Problem requirements: Rewrite the part of the rows that opens with the line containing "small cove, dropping" and continues through the end of the rows, requests included, adding 134 to every coordinate in the answers. Leave all numbers in the requests unchanged.

Records:
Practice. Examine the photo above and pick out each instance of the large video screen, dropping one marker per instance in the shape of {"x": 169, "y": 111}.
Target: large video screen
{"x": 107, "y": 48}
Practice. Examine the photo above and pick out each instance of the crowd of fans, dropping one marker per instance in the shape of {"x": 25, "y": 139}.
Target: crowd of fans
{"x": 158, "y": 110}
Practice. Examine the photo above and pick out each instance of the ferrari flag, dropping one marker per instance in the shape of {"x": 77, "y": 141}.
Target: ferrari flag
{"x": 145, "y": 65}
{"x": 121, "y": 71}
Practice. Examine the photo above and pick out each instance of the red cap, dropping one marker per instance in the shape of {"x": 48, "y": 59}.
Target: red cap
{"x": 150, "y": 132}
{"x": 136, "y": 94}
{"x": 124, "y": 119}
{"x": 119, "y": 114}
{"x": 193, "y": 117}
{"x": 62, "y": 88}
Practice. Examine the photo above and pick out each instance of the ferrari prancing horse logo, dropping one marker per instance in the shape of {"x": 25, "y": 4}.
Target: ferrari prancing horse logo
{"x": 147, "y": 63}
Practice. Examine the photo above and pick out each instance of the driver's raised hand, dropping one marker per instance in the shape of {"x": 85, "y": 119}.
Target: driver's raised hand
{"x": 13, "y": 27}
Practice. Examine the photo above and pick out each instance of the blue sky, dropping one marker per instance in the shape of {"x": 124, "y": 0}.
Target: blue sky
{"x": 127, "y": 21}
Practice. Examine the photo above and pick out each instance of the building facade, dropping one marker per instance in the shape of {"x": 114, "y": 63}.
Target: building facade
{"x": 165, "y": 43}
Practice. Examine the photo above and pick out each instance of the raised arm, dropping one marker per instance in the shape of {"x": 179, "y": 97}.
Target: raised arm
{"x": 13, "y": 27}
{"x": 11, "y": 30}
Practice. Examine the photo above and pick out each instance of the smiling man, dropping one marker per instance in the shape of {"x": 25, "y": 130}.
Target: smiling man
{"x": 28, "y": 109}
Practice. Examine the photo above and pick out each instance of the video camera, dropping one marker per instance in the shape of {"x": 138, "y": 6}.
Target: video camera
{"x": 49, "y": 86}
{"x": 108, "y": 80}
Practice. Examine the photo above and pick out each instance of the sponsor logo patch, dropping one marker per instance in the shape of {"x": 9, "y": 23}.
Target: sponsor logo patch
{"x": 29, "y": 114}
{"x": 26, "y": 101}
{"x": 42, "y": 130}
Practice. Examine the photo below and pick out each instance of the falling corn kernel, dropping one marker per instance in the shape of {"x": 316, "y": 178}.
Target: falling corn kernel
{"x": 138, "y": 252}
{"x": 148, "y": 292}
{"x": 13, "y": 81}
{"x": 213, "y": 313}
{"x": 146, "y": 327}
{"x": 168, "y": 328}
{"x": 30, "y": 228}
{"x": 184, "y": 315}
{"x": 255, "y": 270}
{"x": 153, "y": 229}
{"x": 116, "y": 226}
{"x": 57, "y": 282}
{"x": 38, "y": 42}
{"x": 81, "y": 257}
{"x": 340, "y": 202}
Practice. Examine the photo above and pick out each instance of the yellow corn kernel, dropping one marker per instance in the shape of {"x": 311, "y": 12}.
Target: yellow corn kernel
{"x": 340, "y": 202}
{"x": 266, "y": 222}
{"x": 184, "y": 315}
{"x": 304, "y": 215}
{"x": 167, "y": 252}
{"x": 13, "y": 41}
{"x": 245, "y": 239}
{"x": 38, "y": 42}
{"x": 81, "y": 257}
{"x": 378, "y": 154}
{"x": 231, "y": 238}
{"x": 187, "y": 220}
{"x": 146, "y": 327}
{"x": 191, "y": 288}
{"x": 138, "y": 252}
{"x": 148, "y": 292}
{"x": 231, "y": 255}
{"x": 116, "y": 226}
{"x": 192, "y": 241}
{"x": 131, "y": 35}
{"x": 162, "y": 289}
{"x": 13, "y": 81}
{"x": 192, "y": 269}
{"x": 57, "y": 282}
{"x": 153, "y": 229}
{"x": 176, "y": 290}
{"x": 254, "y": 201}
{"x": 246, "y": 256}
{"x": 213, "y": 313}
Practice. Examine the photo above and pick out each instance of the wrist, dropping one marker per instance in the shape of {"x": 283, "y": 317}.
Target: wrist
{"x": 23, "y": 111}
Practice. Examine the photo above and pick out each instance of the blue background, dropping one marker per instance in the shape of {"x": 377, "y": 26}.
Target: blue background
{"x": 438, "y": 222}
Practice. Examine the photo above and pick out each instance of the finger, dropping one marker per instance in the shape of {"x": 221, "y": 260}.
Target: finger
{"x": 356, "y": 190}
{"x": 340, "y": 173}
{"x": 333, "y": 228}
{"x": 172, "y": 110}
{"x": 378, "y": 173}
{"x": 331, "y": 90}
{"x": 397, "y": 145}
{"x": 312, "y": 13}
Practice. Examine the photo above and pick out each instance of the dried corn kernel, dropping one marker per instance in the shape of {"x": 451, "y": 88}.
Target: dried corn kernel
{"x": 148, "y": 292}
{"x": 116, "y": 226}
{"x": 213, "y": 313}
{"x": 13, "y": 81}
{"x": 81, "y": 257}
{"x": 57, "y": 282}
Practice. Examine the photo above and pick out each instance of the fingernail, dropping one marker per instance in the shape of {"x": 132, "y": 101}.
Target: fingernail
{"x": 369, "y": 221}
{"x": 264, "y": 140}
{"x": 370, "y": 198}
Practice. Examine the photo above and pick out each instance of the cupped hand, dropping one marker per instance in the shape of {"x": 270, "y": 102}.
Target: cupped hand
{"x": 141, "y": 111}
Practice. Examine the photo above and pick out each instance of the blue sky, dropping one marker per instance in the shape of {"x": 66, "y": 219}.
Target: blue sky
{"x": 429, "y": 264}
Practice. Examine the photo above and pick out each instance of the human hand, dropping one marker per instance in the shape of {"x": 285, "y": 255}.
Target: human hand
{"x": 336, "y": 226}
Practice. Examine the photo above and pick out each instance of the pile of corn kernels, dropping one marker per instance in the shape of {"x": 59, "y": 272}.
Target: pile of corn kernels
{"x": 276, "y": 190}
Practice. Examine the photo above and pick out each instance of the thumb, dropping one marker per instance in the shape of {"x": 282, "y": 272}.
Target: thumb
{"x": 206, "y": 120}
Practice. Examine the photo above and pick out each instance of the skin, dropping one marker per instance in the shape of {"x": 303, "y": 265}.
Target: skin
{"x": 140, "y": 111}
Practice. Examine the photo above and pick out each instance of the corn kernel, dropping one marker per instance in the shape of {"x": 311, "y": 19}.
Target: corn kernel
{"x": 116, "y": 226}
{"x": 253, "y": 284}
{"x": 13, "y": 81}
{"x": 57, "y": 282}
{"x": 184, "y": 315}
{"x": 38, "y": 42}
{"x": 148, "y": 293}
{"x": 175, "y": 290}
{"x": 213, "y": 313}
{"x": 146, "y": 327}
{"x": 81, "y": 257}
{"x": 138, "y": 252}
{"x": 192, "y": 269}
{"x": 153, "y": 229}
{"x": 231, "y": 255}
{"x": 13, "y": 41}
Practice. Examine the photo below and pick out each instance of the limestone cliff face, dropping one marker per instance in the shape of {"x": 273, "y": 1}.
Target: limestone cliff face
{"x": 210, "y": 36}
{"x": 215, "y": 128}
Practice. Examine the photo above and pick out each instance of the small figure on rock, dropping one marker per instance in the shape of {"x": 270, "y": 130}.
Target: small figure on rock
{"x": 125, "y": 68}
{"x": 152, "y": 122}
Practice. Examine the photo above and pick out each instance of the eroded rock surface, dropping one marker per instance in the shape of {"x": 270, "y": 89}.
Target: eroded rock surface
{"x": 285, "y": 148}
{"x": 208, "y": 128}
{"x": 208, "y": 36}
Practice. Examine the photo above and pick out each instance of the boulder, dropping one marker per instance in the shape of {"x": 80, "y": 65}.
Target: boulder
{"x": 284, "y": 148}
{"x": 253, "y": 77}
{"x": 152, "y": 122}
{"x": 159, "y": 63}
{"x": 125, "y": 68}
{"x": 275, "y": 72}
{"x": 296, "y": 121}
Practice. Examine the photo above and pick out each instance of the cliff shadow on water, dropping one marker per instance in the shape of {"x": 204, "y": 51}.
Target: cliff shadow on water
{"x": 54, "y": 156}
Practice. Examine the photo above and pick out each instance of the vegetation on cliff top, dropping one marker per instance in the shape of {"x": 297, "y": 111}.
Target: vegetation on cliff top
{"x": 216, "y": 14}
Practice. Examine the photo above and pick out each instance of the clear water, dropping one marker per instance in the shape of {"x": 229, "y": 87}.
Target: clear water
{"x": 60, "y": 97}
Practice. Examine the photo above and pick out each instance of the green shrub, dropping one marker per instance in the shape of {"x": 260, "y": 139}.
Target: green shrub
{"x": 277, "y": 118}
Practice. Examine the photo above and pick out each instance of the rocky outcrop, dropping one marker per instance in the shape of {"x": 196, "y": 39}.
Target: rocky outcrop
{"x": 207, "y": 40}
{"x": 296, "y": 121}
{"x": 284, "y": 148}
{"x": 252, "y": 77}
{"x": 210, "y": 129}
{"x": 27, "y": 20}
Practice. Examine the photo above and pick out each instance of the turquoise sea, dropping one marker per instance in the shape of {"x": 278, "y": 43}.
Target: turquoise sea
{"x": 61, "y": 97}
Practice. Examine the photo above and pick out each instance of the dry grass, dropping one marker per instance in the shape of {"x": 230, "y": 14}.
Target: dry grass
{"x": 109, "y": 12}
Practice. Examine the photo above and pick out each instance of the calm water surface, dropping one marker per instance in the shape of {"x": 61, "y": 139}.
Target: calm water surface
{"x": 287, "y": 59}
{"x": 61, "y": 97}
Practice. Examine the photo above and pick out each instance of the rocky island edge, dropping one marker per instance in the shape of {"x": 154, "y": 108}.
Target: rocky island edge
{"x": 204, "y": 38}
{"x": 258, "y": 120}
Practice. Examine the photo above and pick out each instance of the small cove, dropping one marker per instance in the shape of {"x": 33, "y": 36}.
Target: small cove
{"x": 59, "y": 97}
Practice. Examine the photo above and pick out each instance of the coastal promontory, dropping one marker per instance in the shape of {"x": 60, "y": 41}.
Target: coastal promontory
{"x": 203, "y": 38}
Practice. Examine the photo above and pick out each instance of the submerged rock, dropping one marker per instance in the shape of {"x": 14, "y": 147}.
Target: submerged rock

Output of the exercise:
Practice. Examine the photo above and pick out each instance of the small cove, dropping one marker per instance in the shape of {"x": 33, "y": 36}.
Target: small cove
{"x": 193, "y": 231}
Practice. Examine the photo above and pick out each instance of the coastal promontory, dropping one marker per instance in the shape of {"x": 60, "y": 41}.
Target: coastal promontory
{"x": 337, "y": 172}
Practice. Examine the photo above and pick out each instance of the submerged rock, dropping one marker per instance in the shape of {"x": 14, "y": 147}.
Target: submerged rock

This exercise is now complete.